▶ Objective A:
List every street gang named in the text about the Vice Lords.
▶ Objective B:
Continue the text about the Vice Lords in the 1960s, picking up right after its final sentence.

The CVL's "Teen Town" a 1960s "drop in" center for Lawndale's youth
Watching Gangland is always a trip down Sensationalism Lane. But "The Holy City," its "documentary" on the Vice Lords, is a particularly maddening experience. Captured (but unattributed) in its hour long feature is footage from "Lord Thing" (click to watch) directed by DeWitt Beall in collaboration with the Conservative Vice Lords and funded by the Xerox Company. Lord Thing won the Silver Prize in 1970 at the Venice Film Festival and was screened at Cannes, but was ignored and buried in the US. It tells a story that is diametrically opposed to Gangland's images of guns and scary stories. Both videos, however, raise important questions of how to report on gang history.
The two videos document the social activism of the CVL at the end of the 1960s and both let us hear the words of Bobby Gore, the CVL spokesman, explaining how the CVL transformed from a gang to a pro-community organization. Lord Thing ends with the arrest of Gore and repression of the black liberation movement. Holy City sees the Vice Lords of the 60s as more scam than real and uses police testimony to question the motivation of Gore and his colleagues.
What happened in the 1960s? The black liberation movement caused a crisis in the identity of gang members in Chicago. While the Vice Lords were expanding and becoming the first of Chicago's multi-neighborhood "super-gangs" they also were deeply effected by the civil rights and black liberation movement of the times. As in the movie on the LA's Crips and Bloods, the Vice Lords and other black Chicago street gangs were not exempt from the rising political and racial consciousness of African Americans.

[Box annotations for photos]
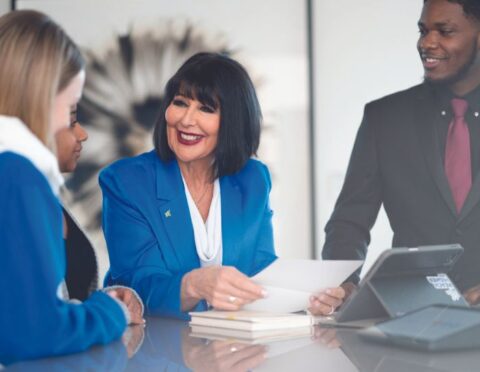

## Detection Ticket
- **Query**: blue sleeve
[0,156,126,363]
[250,163,277,276]
[99,168,207,319]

▶ Exercise response A:
Conservative Vice Lords (CVL), Crips, Bloods

▶ Exercise response B:
The Vice Lords "went conservative" and built businesses, received foundation funding, and even organized an open house for police! While in 1968 homicide began to skyrocket in black Chicago neighborhoods, in Lawndale it dropped by nearly a third. But the Vice Lords were seen as a threat by the Democratic machine. It was not the assassination of Dr. King that ended the CVL's programs, as Gangland asserts, but the 1969 "war on gangs" of Mayor Ricard J. Daley. Gang leaders were arrested across Chicago including Bobby Gore on a questionable murder charge. Two weeks after Gore's arrest, Daley's States Attorney Edward Hanrahan led the police raid that took the life of Fred Hampton of the Black Panthers. CVL programs were de-funded and the heroic efforts of the men and women of the CVL ended in "shattered dreams." (For my own more complicating view in a video documentary, click here).
But to hear Gangland tell the "Holy City" story, the Vice Lords of the 1960s were really about stealing money to buy guns and continue on a crime spree. Their social programs were a hoax. While the Holy City allows Bobby Gore and Bennie Lee to speak, their arguments are quickly rebutted by "authoritative" police spokesmen. The Vice Lords, we are told, are now and always were a "vicious gang" made up of "career criminals." The Holy City's message is that despite an "appearance" of doing good, the Vice Lords are really one thing: bad.
Lord Thing is a corrective to this tale of evil. But the notion that the Vice Lords were proto-revolutionary organizations (one Lord Thing scene shows demonstrators chanting "Ho, Ho, Ho Chi Minh") is also misleading. The Vice Lords were and are a street gang, one immersed in the life of survival on the streets and masculine contests of violence. While the CVL created a wonderful "Art and Soul" art studio alongside numerous commercial and cultural ventures, gang violence and criminal activities never ceased. While homicide dropped in 1968, it was still much higher than in most Chicago neighborhoods and rose again in 1969 to among the highest rates in the city.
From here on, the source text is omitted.